Paixões que alucinam (Shock corridor; 1963) é uma de suas obras básicas. Poucas vezes o cinema visitou com tanto brilho e invenção o país da loucura. É um filme que antecipa certas coisas que respingam em Um estranho no ninho (1975), do tcheco Milos Forman, e em Ilha do medo (2010), do norte-americano Martin Scorsese. Pelo olhar tresloucado de John Barrett, o roteiro de Fuller põe em cena as delirantes cenas dum hospital psiquiátrico que parecem caracterizar, como metáfora, os próprios Estados Unidos da América e suas demências, como o racismo, o misticismo e o terror; John é um jornalista que decide investigar um crime e arma uma trama para que o internem no manicômio em que se deu o assassinato; como o contato com a loucura não deixa ninguém intacto (basta ler os contos Enfermaria nº6, 1892, do russo Anton Tchekhov, e O alienista, 1881, do brasileiro Machado de Assis), John vai, no término de sua jornada, mesmo que descubra o criminoso, virar um esquizofrênico catatônico e, para desespero de sua namorada, que o ajudou na trama da internação, vai ficar para sempre internado. As imagens dos loucos quase como zumbis em suas posições gestuais são pintadas extraordinariamente por Fuller; a panorâmica final que percorre o hospital catando os doidos é um deslumbramento. Com duas sequências a cores (uma no Oriente de Buda, outra entre os silvícolas da região amazônica, ambas naquele colorido primitivo e desbotado para identificar os delírios oníricos de um demente), o filme conta com um esplendoroso preto-e-branco da fotografia de Stanley Cortez; a música de Paul Dunlap é igualmente incisiva.

== Dados de entrada ==

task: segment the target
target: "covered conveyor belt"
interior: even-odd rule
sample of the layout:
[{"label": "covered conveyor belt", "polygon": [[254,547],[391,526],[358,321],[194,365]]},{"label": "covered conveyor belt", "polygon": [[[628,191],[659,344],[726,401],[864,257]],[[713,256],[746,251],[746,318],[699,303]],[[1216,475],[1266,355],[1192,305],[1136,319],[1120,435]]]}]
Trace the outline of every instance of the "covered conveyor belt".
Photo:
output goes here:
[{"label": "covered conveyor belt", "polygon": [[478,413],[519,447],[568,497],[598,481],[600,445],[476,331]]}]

== Tarefas do exercício ==
- 1) Segundo o trecho sobre o filme Paixões que alucinam, quem assina a fotografia em preto-e-branco da obra?
- 2) Prossiga com o trecho sobre o filme Paixões que alucinam a partir da última frase apresentada.

== Respostas do exercício ==
- 1) Stanley Cortez.

- 2)
A epígrafe do grego Eurípides que abre e fecha o filme (“Quem se entrega à destruição é transformado em louco por Deus”) insere Paixões que alucinam no terreno das parábolas místicas. Sem todavia círculos rocambolescos, a obra-prima de Fuller é um filme de raro senso cinematográfico, dotado duma exatidão única em todos os seus movimentos. Com um elenco hoje não muito evocado (Peter Breck como Barrett e Constance Towers como Cathy à frente), o filme de Fuller é um daqueles grandes trabalhos ignorados pelas referências habituais do cinema. Não surpreende: a despeito de ser profundamente americano, fere algumas regras do bom senso ianque. Voltando ao Truffaut do início deste comentário, pode-se dizer que o espectador de Fuller se enche de admiração e ciúme: deleita-se com as lições do cinema, mas percebe que nunca poderá filmar assim, pois o que não se aprende é a ter talento.

 

(Eron Duarte Fagundes – eron@dvdmagazine.com.br)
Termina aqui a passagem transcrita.